- _Given information_:
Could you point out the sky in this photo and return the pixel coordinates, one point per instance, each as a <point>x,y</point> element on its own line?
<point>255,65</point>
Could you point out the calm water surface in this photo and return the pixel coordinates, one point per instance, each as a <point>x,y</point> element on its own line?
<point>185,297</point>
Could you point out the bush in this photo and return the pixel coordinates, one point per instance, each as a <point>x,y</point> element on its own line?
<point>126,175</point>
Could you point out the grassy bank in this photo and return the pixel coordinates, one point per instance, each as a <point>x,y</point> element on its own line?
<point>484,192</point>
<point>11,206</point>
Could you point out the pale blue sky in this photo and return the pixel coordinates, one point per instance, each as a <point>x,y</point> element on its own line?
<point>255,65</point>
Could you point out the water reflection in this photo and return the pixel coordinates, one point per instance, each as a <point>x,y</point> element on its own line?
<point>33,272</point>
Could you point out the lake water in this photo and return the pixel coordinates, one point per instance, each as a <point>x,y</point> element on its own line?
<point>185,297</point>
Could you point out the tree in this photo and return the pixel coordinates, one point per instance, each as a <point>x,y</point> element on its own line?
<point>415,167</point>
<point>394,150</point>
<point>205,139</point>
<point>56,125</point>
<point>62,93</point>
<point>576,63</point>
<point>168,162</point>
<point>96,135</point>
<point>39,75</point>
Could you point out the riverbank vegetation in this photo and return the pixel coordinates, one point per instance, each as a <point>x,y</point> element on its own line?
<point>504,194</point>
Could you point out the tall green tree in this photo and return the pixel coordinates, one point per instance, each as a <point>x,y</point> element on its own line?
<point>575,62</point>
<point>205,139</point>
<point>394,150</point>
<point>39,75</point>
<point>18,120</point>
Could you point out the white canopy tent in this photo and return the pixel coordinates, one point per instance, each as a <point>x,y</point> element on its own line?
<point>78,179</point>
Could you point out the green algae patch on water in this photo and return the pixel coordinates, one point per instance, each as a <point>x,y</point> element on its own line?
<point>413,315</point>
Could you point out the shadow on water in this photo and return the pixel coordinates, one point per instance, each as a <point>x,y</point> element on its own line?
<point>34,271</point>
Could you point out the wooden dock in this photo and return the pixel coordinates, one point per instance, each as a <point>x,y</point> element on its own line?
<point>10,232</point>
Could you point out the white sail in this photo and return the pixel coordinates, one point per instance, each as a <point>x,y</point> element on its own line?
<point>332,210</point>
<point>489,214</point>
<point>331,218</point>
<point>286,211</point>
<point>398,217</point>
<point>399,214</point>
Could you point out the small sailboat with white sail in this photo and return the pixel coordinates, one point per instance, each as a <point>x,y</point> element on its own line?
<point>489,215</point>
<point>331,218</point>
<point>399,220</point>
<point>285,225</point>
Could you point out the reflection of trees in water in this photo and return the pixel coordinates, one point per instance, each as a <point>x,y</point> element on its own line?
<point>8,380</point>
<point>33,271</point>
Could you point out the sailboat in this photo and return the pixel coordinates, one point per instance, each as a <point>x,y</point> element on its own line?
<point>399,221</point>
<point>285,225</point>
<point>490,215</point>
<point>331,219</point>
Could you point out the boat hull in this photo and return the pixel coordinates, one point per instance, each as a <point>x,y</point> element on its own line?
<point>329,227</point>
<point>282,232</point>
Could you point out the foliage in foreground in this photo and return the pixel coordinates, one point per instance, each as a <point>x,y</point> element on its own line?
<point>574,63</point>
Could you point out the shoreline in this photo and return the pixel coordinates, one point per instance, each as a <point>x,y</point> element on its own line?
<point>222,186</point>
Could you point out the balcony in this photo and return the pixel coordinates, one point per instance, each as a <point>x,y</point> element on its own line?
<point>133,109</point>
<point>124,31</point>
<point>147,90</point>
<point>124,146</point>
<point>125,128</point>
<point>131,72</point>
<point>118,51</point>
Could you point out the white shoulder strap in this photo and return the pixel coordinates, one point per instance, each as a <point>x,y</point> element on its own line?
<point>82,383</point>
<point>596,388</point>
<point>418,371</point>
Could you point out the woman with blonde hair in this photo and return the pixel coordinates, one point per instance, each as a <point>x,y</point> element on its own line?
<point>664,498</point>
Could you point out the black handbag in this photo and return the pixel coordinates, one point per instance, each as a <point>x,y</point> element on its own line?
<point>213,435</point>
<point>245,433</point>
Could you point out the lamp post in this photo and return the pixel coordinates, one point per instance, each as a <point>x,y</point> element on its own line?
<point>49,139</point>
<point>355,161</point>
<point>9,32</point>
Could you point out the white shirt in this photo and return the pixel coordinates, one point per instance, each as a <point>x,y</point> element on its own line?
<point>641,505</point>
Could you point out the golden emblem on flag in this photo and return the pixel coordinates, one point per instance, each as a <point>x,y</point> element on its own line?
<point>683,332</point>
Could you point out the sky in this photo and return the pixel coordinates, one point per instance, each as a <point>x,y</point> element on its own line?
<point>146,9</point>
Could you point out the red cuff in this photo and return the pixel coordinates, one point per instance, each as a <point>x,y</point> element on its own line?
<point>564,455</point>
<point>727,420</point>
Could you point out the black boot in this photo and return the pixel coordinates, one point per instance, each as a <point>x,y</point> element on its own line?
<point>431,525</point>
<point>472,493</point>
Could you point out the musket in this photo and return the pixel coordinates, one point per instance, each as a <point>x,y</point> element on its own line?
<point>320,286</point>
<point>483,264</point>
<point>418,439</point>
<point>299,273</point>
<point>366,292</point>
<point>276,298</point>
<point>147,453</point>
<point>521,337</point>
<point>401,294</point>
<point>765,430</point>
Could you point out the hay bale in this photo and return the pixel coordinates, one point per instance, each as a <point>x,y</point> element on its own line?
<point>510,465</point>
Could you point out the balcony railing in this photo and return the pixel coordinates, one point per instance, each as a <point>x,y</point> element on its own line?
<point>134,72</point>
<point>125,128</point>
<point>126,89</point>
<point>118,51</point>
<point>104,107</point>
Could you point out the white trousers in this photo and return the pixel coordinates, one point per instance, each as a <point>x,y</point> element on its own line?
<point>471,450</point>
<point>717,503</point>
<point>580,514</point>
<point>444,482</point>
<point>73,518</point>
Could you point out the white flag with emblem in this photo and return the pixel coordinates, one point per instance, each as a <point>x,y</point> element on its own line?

- _Your task_:
Could you write out all the data exactly as it is given?

- _Solution to the exercise_:
Could you point out the sky in this photo and return the pixel coordinates, one point per instance, each as a <point>x,y</point> element on its own line?
<point>255,65</point>
Could you point out the calm water surface in this photo and return the pixel coordinates, one point per instance, each as a <point>x,y</point> element on its own line?
<point>185,297</point>
Could you point out the bush in this photo and return the pixel coordinates, one point per instance, each as a <point>x,y</point> element on its own line?
<point>126,175</point>
Could you point out the grassy bank in this photo and return the pixel coordinates, one point per instance, each as a <point>x,y</point> element on its own line?
<point>484,192</point>
<point>11,206</point>
Could you point out the pale blue sky in this photo and return the pixel coordinates, one point per instance, each as a <point>x,y</point> element on its own line?
<point>255,65</point>
Could you point out the water reflection in this photo and return the pixel coordinates, one point per instance, each as a <point>x,y</point> element on its own line?
<point>33,272</point>
Could you point out the lake water in this photo and return the pixel coordinates, one point per instance, each as a <point>x,y</point> element on its own line?
<point>185,297</point>
Could you point out the tree in this photo and return the pixel coordinates, one point per instance, each as a <point>x,y</point> element on its own line?
<point>415,167</point>
<point>394,150</point>
<point>205,139</point>
<point>56,125</point>
<point>62,93</point>
<point>576,63</point>
<point>168,162</point>
<point>96,135</point>
<point>39,75</point>
Could you point out the riverbank vegetation in this photo and return the pixel coordinates, one point per instance, each as a <point>x,y</point> element on its own line?
<point>504,194</point>
Could you point out the tall green tree in this photo and return the pixel coordinates, one point per instance, each as a <point>x,y</point> element on its own line?
<point>575,62</point>
<point>205,139</point>
<point>394,150</point>
<point>39,75</point>
<point>18,120</point>
Could you point out the white canopy tent in this photo and return the pixel coordinates, one point per instance, each as a <point>x,y</point> element on its own line?
<point>78,179</point>
Could you point out the green algae patch on water in this photo and return the pixel coordinates, one point per instance, each as a <point>x,y</point> element on its own line?
<point>413,315</point>
Could you point out the shadow on water in this photo and return the pixel coordinates, one point per instance, each as a <point>x,y</point> element on its own line?
<point>34,271</point>
Could you point out the wooden dock in this photo and return the pixel coordinates, one point per instance, each as a <point>x,y</point> element on its own line?
<point>10,232</point>
Could you point out the white sail in this photo and return the pixel coordinates, one point per instance, each as a <point>x,y</point> element on its own line?
<point>332,210</point>
<point>489,214</point>
<point>331,218</point>
<point>286,211</point>
<point>398,217</point>
<point>399,214</point>
Could you point out the small sailboat with white sail in this photo and return the pixel coordinates, one point per instance, each as a <point>x,y</point> element on its own line?
<point>489,215</point>
<point>331,218</point>
<point>399,220</point>
<point>285,225</point>
Could you point out the reflection of trees in water in this photo and return the pixel coordinates, one point per instance, each as a <point>x,y</point> element on its own line?
<point>8,380</point>
<point>33,271</point>
Could you point out the sailboat in this photo and return the pixel coordinates, one point per instance, each as a <point>x,y</point> element on its own line?
<point>399,221</point>
<point>285,225</point>
<point>490,215</point>
<point>331,219</point>
Could you point out the boat hull in this photo and return the pixel coordinates, one point per instance, each as a <point>x,y</point> element on its own line?
<point>329,227</point>
<point>282,232</point>
Could you point out the foliage in foreground in this photo and return the pixel coordinates, one point per instance, each as a <point>x,y</point> element on its own line?
<point>574,63</point>
Could you point out the shoreline in this photo and return the pixel coordinates, one point per instance, each as a <point>x,y</point> element on its own line?
<point>222,186</point>
Could you point out the balcony in this photo and return the pixel coordinates, one point per instance, each as a <point>x,y</point> element on its own line?
<point>133,109</point>
<point>124,31</point>
<point>147,90</point>
<point>124,146</point>
<point>125,128</point>
<point>131,72</point>
<point>118,51</point>
Could you point out the white shoulder strap in this photo and return the pixel coordinates, one point per instance, each as a <point>x,y</point> element on its own line?
<point>82,383</point>
<point>596,388</point>
<point>418,371</point>
Could you point out the woman with blonde hair in this photo and return the pixel coordinates, one point per instance, each as a <point>x,y</point> element on its own line?
<point>664,498</point>
Could you point out the black handbag in this photo and return the pixel coordinates, one point per instance, each as a <point>x,y</point> element on its own line?
<point>213,435</point>
<point>245,433</point>
Could you point out the lamp post in this photo and return the pixel coordinates, one point per instance, each as a <point>x,y</point> element on its own line?
<point>49,139</point>
<point>355,161</point>
<point>9,32</point>
Could you point out the white shirt in this photo and return the pixel coordinates, one point per instance, each as a <point>x,y</point> element on its own line?
<point>641,505</point>
Could you point out the golden emblem on flag in this photo and return the pixel coordinates, one point per instance, each as a <point>x,y</point> element on its own line?
<point>683,332</point>
Could you point out the sky in this photo and return the pixel coordinates, one point per instance, each as a <point>x,y</point> element on its own line?
<point>146,9</point>
Could you point out the red cuff in this photo and return the pixel coordinates, one point per instance, each as a <point>x,y</point> element on its own line?
<point>564,455</point>
<point>727,420</point>
Could you point out the black boot in this photo and return the pixel coordinates, one point per instance, each as a <point>x,y</point> element on its own line?
<point>431,525</point>
<point>472,493</point>
Could you point out the musket in this photo and return the pixel coordinates, one point per instance, each as a <point>x,y</point> element on its own line?
<point>320,286</point>
<point>483,264</point>
<point>418,439</point>
<point>299,273</point>
<point>366,292</point>
<point>276,298</point>
<point>147,453</point>
<point>521,337</point>
<point>401,294</point>
<point>765,430</point>
Could you point out the hay bale in this photo and return the pixel coordinates, one point per instance, each as a <point>x,y</point> element on its own line?
<point>510,465</point>
Could you point out the balcony railing in this photo and return the pixel coordinates, one point per instance, each as a <point>x,y</point> element on its own line?
<point>134,72</point>
<point>125,128</point>
<point>126,89</point>
<point>118,51</point>
<point>104,107</point>
Could you point out the white trousers in this photo and return the pixel coordinates, one point per instance, each as a <point>x,y</point> element on its own line?
<point>471,450</point>
<point>717,503</point>
<point>580,514</point>
<point>444,482</point>
<point>73,518</point>
Could you point out the white flag with emblem in this photo and return the pixel coordinates, one point per instance, each as a <point>x,y</point> element on its own line?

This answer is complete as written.